## [Problem statement]
Each line from the one that includes "Target: open grain tank lid" to the last line of the data below should be set down exactly; no other lines are wanted.

[Opening Extracted records section]

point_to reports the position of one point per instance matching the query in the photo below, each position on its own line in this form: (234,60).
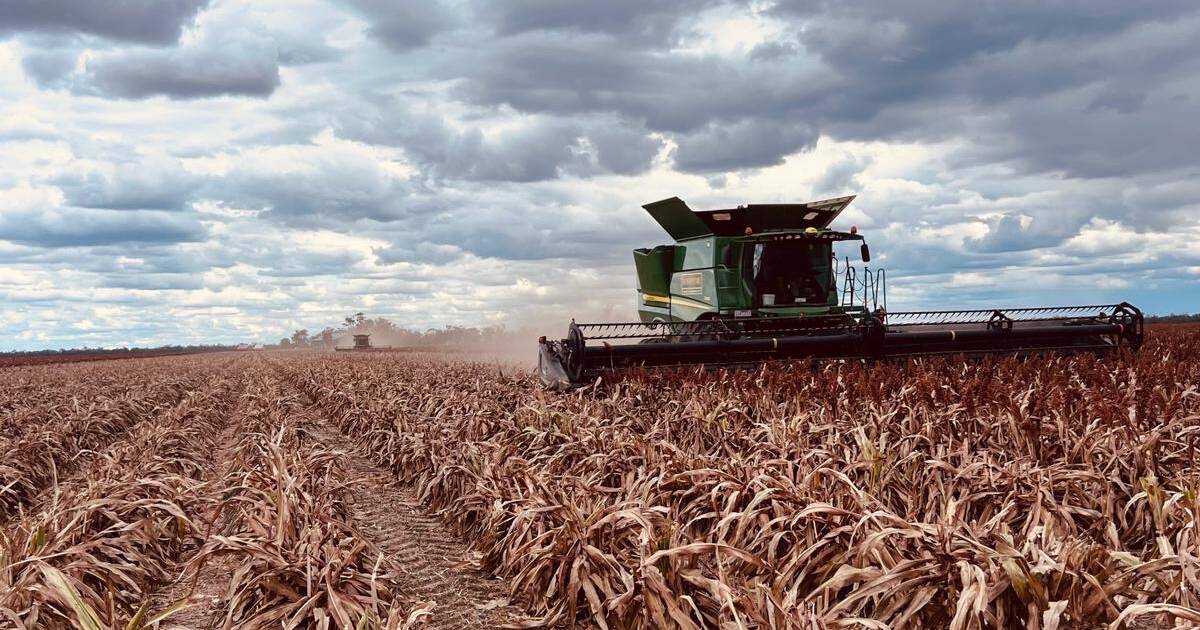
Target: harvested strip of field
(435,567)
(935,493)
(289,535)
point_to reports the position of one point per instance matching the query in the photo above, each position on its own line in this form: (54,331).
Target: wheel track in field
(437,567)
(205,585)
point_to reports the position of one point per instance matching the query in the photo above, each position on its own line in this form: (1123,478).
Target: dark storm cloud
(918,72)
(73,227)
(215,67)
(743,144)
(328,193)
(652,21)
(841,177)
(403,24)
(153,22)
(49,67)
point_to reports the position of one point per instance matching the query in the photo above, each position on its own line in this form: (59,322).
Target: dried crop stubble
(101,545)
(300,562)
(996,492)
(54,438)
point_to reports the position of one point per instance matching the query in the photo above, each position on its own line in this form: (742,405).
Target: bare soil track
(438,568)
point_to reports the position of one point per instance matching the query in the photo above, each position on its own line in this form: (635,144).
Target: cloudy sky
(191,171)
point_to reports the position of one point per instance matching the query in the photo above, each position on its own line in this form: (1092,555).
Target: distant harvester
(361,342)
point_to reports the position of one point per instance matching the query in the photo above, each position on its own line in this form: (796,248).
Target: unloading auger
(760,282)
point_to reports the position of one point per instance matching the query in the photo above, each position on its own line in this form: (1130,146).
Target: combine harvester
(760,282)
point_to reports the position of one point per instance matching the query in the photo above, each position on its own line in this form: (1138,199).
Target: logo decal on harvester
(691,283)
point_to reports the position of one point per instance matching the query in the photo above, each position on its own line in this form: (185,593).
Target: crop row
(934,493)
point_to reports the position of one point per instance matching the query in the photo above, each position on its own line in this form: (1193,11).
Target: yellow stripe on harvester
(675,300)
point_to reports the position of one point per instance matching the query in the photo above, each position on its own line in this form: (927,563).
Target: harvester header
(761,282)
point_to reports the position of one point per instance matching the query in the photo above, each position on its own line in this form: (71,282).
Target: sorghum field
(305,490)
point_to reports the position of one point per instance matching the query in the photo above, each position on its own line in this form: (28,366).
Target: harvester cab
(753,261)
(761,282)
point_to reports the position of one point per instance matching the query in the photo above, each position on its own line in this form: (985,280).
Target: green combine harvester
(759,282)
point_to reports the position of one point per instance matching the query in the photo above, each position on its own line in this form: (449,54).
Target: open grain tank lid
(683,222)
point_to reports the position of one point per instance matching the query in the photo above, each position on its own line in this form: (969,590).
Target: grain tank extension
(762,282)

[Closing Extracted records section]

## [Completed exercise]
Target: open grain tank lid
(683,222)
point_to reports the position of one point per instance matching the query in the photo above, each position on its own line in this form: (969,590).
Target: grain tank extension
(762,282)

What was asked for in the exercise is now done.